Mycotretus seminiger is a Brazilian beetle species in the pleasing fungus beetle family (Erotylidae). Among its family, this species is placed in subfamily Tritominae, or - in taxonomic arrangements that prefer a more comprehensive subfamily Erotylinae - in tribe Tritomini of the Erotylinae.

This species was first described as "Mycotretus dimidiatus" by George Crotch in 1876. However, Crotch was unaware that the same name had also been used by Ernst Taschenberg six years earlier for a related beetle species. Edgar von Harold, who was aware of both authors' works, quickly fixed the problem by proposing M.seminiger as a replacement name, which has stood since then.

**Records excerpted from a collection**:
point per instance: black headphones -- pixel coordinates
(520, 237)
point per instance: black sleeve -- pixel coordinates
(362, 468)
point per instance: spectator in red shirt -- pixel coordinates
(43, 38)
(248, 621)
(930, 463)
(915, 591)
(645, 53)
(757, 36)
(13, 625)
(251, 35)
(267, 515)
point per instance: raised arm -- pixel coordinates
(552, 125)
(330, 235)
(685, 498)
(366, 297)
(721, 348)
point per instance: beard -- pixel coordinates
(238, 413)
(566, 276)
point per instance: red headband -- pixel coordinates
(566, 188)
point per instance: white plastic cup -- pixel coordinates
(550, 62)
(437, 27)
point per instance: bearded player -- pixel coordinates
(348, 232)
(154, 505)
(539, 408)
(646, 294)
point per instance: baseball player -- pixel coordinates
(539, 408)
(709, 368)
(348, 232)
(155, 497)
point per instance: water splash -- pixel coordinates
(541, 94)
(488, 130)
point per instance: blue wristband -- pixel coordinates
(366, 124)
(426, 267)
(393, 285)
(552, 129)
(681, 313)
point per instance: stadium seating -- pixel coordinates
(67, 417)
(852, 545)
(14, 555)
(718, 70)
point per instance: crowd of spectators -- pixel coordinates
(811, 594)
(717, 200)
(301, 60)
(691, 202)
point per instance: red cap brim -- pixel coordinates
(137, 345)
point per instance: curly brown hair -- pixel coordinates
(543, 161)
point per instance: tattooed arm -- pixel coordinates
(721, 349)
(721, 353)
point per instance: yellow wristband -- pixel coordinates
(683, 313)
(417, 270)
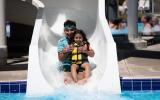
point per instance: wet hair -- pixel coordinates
(70, 24)
(81, 32)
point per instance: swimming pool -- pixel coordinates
(82, 95)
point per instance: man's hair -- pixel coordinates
(69, 24)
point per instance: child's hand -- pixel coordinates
(68, 48)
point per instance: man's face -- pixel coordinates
(69, 32)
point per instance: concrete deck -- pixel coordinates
(144, 63)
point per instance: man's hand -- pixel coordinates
(68, 48)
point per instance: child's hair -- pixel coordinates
(81, 32)
(70, 24)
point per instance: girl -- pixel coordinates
(80, 67)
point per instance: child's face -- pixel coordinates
(78, 38)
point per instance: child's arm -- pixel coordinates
(88, 50)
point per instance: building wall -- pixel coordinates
(20, 12)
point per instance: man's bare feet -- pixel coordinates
(68, 80)
(82, 82)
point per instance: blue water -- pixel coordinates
(125, 30)
(83, 95)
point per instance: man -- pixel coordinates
(64, 50)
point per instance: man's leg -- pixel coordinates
(74, 72)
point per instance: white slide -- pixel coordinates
(43, 74)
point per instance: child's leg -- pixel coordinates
(74, 72)
(68, 78)
(86, 73)
(87, 68)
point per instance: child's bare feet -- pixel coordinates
(68, 80)
(82, 82)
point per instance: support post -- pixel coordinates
(133, 35)
(3, 46)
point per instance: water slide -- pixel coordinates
(43, 74)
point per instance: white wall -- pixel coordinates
(20, 12)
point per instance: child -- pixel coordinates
(81, 51)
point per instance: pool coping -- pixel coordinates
(19, 86)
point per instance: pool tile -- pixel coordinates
(14, 88)
(137, 85)
(5, 88)
(146, 85)
(23, 88)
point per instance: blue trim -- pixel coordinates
(126, 85)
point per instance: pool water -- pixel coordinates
(84, 95)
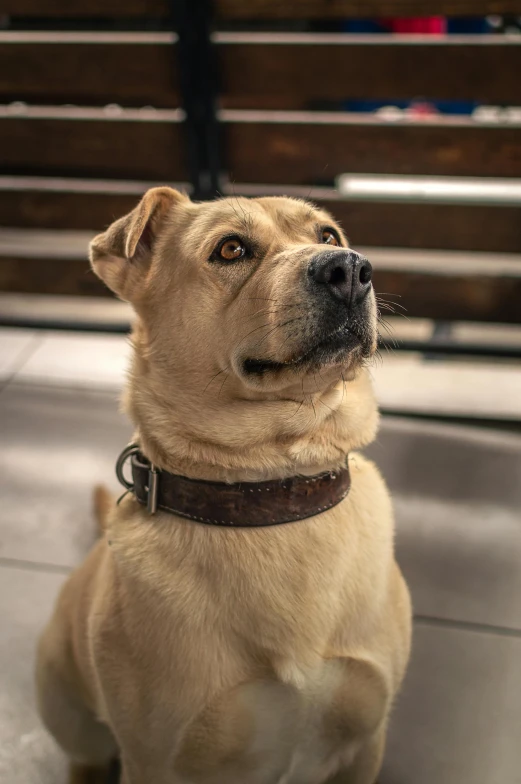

**ABOUT THIS TASK**: Continue the text on the beetle Mycotretus seminiger from its last sentence.

**TASK OUTPUT**:
The lectotype was designated in 2023; it is one of the specimens collected 1848-1859 by Henry Bates at "Ega" (now Tefé in Amazonas State, Brazil), and still resides in the Crotch collection at UMZC. Crotch also had another specimen with no further data. A more recent specimen, MNRJ 20-38-A, was collected in November 1962 by Werner Bokermann. It is a male from Forte Príncipe da Beira; its genitals were extracted for detailed study, but MNRJ 20-38-A may have been lost in 2018. The mere two known collection sites - between 75-150 m (250-500 ft) AMSL - still indicate a range in the upper Amazon Basin extending at least between the lower Juruá in the nortwest and the lower Guaporé in the southeast, and across the middle Purus and Madeira Rivers.